[A run of records]
******

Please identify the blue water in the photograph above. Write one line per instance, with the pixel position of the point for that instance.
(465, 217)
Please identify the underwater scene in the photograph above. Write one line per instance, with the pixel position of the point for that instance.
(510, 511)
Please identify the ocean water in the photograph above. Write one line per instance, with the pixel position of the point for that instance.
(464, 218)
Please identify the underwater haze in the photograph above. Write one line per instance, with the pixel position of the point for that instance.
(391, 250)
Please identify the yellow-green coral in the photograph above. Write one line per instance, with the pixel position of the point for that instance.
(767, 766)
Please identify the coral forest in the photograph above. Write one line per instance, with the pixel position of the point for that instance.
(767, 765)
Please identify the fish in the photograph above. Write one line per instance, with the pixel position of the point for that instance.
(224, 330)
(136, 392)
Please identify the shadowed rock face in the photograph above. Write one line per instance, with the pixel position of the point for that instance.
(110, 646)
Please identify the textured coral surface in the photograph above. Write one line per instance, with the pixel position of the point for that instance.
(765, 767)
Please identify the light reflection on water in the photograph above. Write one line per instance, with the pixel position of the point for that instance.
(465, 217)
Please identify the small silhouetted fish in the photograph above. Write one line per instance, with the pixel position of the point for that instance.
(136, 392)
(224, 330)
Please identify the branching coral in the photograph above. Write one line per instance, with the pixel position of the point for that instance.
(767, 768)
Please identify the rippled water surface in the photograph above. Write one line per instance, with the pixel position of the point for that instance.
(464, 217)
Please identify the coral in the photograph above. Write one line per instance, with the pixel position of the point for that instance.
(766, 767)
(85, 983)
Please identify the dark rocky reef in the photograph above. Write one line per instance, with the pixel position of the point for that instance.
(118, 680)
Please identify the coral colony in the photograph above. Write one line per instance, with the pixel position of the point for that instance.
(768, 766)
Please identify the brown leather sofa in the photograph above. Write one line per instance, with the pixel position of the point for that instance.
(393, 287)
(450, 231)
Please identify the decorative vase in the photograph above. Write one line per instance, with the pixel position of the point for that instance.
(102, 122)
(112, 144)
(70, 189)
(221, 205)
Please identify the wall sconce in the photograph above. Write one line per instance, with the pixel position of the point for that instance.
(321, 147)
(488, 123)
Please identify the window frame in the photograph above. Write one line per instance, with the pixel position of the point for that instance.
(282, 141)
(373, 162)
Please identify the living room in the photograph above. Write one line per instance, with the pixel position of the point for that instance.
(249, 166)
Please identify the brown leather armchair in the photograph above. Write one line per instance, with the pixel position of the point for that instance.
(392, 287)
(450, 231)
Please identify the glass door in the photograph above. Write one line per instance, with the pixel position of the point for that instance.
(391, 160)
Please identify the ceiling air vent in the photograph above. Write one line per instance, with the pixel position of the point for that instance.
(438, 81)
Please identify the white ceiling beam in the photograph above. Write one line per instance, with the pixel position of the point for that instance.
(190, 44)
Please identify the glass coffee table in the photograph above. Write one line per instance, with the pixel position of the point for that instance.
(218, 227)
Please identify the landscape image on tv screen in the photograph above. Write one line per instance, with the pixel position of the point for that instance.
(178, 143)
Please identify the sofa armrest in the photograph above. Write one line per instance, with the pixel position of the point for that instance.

******

*Short task*:
Retype the lines exactly, beginning at the line that contains "Please identify the white" and stopping after the last line above, with both of those lines included.

*Correct answer*:
Please identify the white ceiling beam in the photograph above. Write one line per instance, with the pixel position of the point for that instance.
(190, 44)
Please identify the glass coffee table in the photograph above. Write one line per instance, with the pixel position of the point for that instance.
(218, 227)
Please identify the landscape image on tv screen in the photograph above. Write one line per instance, with the pixel position of the point for that instance.
(178, 143)
Please identify the sofa armrest in the photograph above. Write one line per instance, with the pixel position of the point for that instance.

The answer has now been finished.